DIRECTIONS:
An exact copy of all the data is the expected answer.

Records from a collection:
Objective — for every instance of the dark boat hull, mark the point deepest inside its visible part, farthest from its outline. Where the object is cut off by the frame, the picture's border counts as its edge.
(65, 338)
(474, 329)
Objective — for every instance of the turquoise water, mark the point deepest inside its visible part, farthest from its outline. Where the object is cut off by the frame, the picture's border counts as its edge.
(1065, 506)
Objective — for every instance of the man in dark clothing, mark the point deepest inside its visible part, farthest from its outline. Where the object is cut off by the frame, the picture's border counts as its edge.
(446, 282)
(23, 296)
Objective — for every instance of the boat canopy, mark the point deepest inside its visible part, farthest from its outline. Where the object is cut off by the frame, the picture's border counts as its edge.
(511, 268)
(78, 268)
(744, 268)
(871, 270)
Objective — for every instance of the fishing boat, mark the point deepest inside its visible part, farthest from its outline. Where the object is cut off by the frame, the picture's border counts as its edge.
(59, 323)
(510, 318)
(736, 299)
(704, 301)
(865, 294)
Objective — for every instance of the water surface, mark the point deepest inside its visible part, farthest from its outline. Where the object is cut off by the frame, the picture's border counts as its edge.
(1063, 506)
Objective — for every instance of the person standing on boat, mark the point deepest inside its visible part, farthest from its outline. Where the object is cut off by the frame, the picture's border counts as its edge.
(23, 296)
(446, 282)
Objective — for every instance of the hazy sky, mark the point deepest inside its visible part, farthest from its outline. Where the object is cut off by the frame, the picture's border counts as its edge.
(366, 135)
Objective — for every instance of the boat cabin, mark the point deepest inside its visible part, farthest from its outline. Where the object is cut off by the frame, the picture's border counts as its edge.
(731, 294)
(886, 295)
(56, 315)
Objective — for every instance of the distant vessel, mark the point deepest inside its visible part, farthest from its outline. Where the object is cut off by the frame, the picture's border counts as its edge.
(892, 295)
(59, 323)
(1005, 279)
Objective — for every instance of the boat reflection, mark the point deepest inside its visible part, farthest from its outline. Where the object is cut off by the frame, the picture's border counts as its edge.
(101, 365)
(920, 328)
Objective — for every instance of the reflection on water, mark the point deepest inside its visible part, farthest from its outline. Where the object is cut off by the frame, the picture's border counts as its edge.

TASK OUTPUT:
Objective — for every instance of the dark boat hull, mark the point deepest inside its visible part, farthest from its outline. Where the object is cut off by the frame, the picture's border counts as its edge.
(65, 338)
(474, 329)
Objective — for every instance of the turquoise water, mark the point deepest inside its visible part, farthest from its outline. Where the object is cut off by the frame, the picture's border counts as its edge.
(1065, 506)
Objective — for every instance of the man in dark clothing, mark the point deepest inside its visible part, farthest from its outline. Where the object is cut off by the frame, the picture's border counts as its edge.
(446, 282)
(23, 296)
Objective — for every instance of the boat canopy, mark the point deepest inside its visible part, farthest from its outline. Where the object is cut off by the frame, the picture's border counts as its edge.
(511, 268)
(78, 268)
(744, 268)
(871, 270)
Objective — for every instance of the fishing boat, mark the point deepest inside its visible part, farthest from its outline. Where the object is cut off by the frame, the picture's border counts as its edge.
(59, 323)
(510, 318)
(736, 299)
(704, 301)
(865, 294)
Objective — for every instance of the water surface, mark the point deepest inside its visible part, farthest from its outline. Where the object is cut off by the frame, the picture's border counts as its edge.
(1063, 506)
Objective — for every instance of the person standing on boat, mark the point deepest inside its visible part, farthest from its outline. Where the object is cut off by the frame, the picture's border counts as its edge.
(23, 296)
(446, 282)
Objective — for every instance of the hazy sky, mark the point deepest inside its visible part, farthest from its outline. Where the object is cut off by the frame, the picture's border counts as its edge.
(366, 135)
Objective — for every instance of the boat cabin, mark the point deepest inside its visible part, farthest from its outline. Where the object is cut off by the frame, the picture's border counts as its edge.
(731, 294)
(886, 295)
(56, 315)
Objective — for every instance of the distant vessel, mark the point deepest inside its visible part, farthest from its outline. Where the object is cut off by the frame, the picture's border counts as its edge.
(892, 295)
(59, 323)
(1005, 279)
Objective — for every instance of the boat reflection, mark the point deepest inside its visible part, farthest from its outline. Where the object is cut off by the frame, the picture's border counts as its edge.
(101, 365)
(920, 328)
Objective — for every instance of the reflection on water, mark the point deepest inside its visible part, farthest from its outline. Where the object is cut off by the frame, the picture's border counts as its edge.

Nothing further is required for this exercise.